§ TUGAS 1:
Temukan semua baris data di bawah yang memuat kata "wrist", lalu salin setiap baris itu tanpa perubahan.

§ TEKS DITAMPILKAN:
===

Bahwa Boediono menyatakan : dampak sistemik itu dihitung menurut metode Uni Eropa (padahal kondisi perbankan, pasar modal dan keuangan di Uni Eropa dan Indonesia sangat berbeda parameternya), maka kewajiban Pansus untuk membuka perhitungannya, memverifikasinya, mengevaluasi dan mengkonfirmasikannya ke ahli econometrico
Rupanya, kebijakan dibuat dulu, baru alasannya kemudian dicari-cari
Simak ini :
Analis keuangan dan perbankan, Yanuar Rizky, mengatakan, indikasi kuat adanya korupsi itu adalah revisi fasilitas pendanaan jangka pendek (FPJP) oleh BI yang didesain untuk memberi kucuran dana kepada Bank Century setelah bank ini kalah kliring pada 13 November 2008 sebesar Rp 654 miliar.
Namun, laporan BPK menemukan fakta bahwa sehari sejak terima dana FPJP, pihak pemilik Century justru melakukan pengambilan dana.
Seharusnya jika kebijakan pemberian dana FPJP tepat sasaran, tak akan ada gagal kliring lagi. Namun, faktanya terjadi lagi gagal kliring sehingga dibawa ke KSSK dengan angka sama, Rp 654 miliar. ”Jika dari awal kebijakan tepat sasaran, apa perlu bail out? Jadi jelas ada kesalahan kebijakan di sini,” kata Yanuar
Ini link-nya :
KOMPAS cetak - KPK Jangan Ragu Bertindak
Apalagi, ternyata Deputi Gubernur BI bidang Pengawasan Perbankan dan LKBB : Ibu Dra.Hj.Siti Chalimah Fadjriah, MM bahkan sempat menandatangani surat likuidasi Bank Century
Ini link-nya :
Persoalkan Bank Century
Fakta Kesalahan Sistemik BI dalam Penanganan Kasus Bank Century
Ini link-nya :
Fakta Kesalahan Sistemik BI dalam Penanganan Kasus Bank Century Nusantaraku
VI. REAKSI ATAS PENOLAKAN SBY UNTUK MENONAKTIFKAN BOEDIONO-SRI MULYANI
MPR pernah menetapkan Tap MPR No VI/MPR/2001 tentang Etika Kehidupan Berbangsa dengan tujuan antara lain untuk menegakkan etika dan moral dalam kehidupan berbangsa dan Tap MPR No VIII/MPR/2001 tentang Arah dan Rekomendasi Pemberantasan KKN.

===

§ TUGAS 2:
Ekstrak bagian dari teks tentang kasus Bank Century di atas, mulai dari "Bahwa Boediono menyatakan" sampai dengan "sebesar Rp 654 miliar." termasuk kata-kata tersebut, tanpa mengubah apa pun.

Baris dataset
===

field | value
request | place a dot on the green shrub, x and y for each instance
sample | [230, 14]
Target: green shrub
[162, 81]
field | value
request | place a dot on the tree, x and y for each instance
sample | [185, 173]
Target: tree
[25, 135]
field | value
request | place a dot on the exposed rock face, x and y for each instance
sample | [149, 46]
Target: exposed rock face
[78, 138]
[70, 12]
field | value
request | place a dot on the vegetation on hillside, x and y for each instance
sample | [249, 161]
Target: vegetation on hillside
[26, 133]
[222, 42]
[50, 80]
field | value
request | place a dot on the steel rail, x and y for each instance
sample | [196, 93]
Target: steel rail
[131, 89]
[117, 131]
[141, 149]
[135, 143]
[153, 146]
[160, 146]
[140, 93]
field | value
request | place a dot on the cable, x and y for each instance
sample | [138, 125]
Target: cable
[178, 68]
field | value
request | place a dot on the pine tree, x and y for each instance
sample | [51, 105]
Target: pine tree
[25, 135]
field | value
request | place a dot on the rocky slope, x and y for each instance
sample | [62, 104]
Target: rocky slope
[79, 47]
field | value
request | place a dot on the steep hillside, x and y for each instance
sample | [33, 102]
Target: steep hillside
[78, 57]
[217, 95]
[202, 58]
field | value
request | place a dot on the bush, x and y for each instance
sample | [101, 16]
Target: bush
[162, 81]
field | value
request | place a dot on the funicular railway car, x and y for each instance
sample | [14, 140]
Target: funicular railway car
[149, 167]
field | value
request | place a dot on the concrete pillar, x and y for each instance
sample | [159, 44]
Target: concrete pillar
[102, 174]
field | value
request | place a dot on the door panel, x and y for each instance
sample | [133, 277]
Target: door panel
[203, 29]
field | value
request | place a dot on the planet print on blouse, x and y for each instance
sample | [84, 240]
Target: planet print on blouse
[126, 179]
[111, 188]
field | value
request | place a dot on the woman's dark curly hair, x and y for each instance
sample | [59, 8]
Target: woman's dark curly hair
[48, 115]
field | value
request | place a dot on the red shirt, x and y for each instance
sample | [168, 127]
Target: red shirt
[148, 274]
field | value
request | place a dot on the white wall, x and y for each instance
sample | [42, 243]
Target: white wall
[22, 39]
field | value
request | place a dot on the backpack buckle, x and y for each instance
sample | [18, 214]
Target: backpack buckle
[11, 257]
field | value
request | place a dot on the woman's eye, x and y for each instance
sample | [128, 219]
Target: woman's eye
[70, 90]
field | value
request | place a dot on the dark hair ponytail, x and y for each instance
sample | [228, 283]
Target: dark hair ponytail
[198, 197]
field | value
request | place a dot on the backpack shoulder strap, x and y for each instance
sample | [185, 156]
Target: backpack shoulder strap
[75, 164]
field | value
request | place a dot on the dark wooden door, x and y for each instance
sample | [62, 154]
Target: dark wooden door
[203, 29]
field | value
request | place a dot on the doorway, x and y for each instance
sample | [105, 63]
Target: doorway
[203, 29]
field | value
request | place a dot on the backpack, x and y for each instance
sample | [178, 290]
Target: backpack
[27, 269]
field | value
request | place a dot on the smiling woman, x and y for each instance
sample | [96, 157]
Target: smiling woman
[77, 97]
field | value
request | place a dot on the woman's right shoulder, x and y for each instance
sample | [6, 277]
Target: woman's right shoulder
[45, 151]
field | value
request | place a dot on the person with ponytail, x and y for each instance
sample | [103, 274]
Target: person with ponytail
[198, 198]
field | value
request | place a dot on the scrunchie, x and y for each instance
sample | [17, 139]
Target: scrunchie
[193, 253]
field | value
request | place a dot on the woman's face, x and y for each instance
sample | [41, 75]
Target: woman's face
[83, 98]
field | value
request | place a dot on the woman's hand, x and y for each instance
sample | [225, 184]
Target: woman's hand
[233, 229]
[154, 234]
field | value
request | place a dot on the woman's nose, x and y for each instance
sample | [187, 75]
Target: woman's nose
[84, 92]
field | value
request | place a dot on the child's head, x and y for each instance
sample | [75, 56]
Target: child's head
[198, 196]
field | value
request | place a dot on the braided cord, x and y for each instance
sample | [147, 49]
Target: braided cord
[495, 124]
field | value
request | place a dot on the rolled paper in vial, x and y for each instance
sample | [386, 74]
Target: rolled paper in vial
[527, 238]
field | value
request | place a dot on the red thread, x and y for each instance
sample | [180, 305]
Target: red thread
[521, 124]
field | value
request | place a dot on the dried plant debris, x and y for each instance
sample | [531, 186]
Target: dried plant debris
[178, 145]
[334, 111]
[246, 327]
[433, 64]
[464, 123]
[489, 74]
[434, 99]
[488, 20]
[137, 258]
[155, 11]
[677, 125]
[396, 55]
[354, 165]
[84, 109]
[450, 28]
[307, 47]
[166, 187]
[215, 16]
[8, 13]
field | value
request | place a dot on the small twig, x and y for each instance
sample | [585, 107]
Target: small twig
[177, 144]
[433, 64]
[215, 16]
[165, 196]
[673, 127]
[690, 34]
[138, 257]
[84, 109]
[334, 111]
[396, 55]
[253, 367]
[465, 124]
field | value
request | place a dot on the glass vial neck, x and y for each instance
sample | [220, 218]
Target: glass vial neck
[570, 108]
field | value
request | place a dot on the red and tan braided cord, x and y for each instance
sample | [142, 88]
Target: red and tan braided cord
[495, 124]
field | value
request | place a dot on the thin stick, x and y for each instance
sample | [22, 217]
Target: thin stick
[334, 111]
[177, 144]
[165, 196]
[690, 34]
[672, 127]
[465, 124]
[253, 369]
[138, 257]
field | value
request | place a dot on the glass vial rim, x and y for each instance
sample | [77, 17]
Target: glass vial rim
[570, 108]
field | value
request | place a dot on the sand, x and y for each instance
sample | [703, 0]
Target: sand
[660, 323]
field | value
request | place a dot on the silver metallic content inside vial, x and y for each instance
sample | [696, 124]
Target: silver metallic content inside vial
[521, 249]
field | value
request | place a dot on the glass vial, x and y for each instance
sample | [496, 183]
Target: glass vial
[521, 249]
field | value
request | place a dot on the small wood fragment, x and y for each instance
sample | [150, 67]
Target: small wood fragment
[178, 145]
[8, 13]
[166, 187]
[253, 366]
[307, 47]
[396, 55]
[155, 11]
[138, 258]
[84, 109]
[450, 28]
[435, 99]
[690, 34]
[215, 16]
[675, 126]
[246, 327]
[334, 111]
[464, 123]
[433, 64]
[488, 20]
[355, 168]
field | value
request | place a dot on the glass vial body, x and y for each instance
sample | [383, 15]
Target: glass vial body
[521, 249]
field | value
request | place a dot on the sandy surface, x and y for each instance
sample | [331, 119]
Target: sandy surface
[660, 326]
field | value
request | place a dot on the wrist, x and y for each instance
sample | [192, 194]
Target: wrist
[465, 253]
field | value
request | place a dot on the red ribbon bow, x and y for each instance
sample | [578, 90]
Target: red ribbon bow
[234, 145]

===

§ HASIL 1:
request | place a dot on the wrist, x and y for each instance
Target: wrist

§ HASIL 2:
Bahwa Boediono menyatakan : dampak sistemik itu dihitung menurut metode Uni Eropa (padahal kondisi perbankan, pasar modal dan keuangan di Uni Eropa dan Indonesia sangat berbeda parameternya), maka kewajiban Pansus untuk membuka perhitungannya, memverifikasinya, mengevaluasi dan mengkonfirmasikannya ke ahli econometrico
Rupanya, kebijakan dibuat dulu, baru alasannya kemudian dicari-cari
Simak ini :
Analis keuangan dan perbankan, Yanuar Rizky, mengatakan, indikasi kuat adanya korupsi itu adalah revisi fasilitas pendanaan jangka pendek (FPJP) oleh BI yang didesain untuk memberi kucuran dana kepada Bank Century setelah bank ini kalah kliring pada 13 November 2008 sebesar Rp 654 miliar.